*Texto para leitura*:
----

Na edição de julho/agosto da revista HSM Management (você pode acessar uma degustação da edição aqui) fiz uma matéria contando os bastidores da aquisição da Wäls Cervejas feita pela Bohemia, do grupo AB-INBEV, o maior conglomerado cervejeiro do mundo. Na matéria, José Felipe Carneiro, sócio e mestre-cervejeiro da Wäls e Daniel Wakswaser, diretor da Bohemia, contam como foi a aproximação da Inbev, a trajetória da Wäls e tudo que isso simboliza para o mercado cervejeiro brasileiro, já que é a primeira vez que um grande grupo adquire uma empresa artesanal, o que não acontecia desde 2007 quando a então Schincariol (hoje Brasil Kirin) comprou a Eisenbahn, Baden Baden e Devassa.

----

*Material fornecido*:
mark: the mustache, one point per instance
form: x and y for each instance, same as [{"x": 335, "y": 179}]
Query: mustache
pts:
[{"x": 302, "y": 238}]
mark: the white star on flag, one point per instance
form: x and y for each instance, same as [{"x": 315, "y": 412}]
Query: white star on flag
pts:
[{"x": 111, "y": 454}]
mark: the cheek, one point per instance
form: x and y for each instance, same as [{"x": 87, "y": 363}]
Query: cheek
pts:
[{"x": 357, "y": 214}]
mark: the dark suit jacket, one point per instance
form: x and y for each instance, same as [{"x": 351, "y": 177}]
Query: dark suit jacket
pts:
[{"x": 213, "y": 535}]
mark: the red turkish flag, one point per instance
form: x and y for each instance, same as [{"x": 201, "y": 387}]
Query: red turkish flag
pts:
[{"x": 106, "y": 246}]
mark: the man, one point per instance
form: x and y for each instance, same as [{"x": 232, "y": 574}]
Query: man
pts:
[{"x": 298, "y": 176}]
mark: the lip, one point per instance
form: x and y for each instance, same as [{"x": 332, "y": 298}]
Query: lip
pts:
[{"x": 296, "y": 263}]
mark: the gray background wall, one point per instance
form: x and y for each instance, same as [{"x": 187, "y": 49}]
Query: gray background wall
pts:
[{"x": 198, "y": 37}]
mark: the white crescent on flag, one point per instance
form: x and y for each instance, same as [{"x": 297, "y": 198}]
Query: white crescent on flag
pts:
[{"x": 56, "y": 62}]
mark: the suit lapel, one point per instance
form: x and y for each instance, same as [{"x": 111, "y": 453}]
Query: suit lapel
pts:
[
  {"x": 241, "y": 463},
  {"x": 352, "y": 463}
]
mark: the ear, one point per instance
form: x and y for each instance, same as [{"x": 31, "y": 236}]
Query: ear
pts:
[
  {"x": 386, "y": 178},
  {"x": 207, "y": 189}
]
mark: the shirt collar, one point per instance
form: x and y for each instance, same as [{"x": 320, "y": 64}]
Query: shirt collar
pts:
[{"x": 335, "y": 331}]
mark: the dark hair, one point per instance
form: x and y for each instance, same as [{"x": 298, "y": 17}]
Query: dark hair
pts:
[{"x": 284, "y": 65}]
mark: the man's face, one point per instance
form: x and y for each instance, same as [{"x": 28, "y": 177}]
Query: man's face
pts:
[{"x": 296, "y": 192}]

----

*Instruções*:
- a) Diga se cada afirmação abaixo está de acordo com o texto sobre a compra da Wäls. Responda sim ou não e cite, sem alterar nada, as palavras do texto que decidem a questão.
(i) A Wäls Cervejas foi adquirida pela Bohemia, que pertence ao grupo AB-INBEV.
(ii) José Felipe Carneiro é diretor da Bohemia.
(iii) A Schincariol comprou a Eisenbahn em 2010.
- b) Desloque em 150 cada coordenada das respostas nos registros que vão da linha com "mark: the man's face, one point per instance" até o fim dos registros. Reescreva essas linhas, com as solicitações incluídas.

*Respostas por tarefa*:
- a)
(i) Sim: "aquisição da Wäls Cervejas feita pela Bohemia, do grupo AB-INBEV"
(ii) Não: "Daniel Wakswaser, diretor da Bohemia"
(iii) Não: "desde 2007 quando a então Schincariol (hoje Brasil Kirin) comprou a Eisenbahn, Baden Baden e Devassa"

- b)
mark: the man's face, one point per instance
form: x and y for each instance, same as [{"x": 28, "y": 177}]
Query: man's face
pts:
[{"x": 446, "y": 342}]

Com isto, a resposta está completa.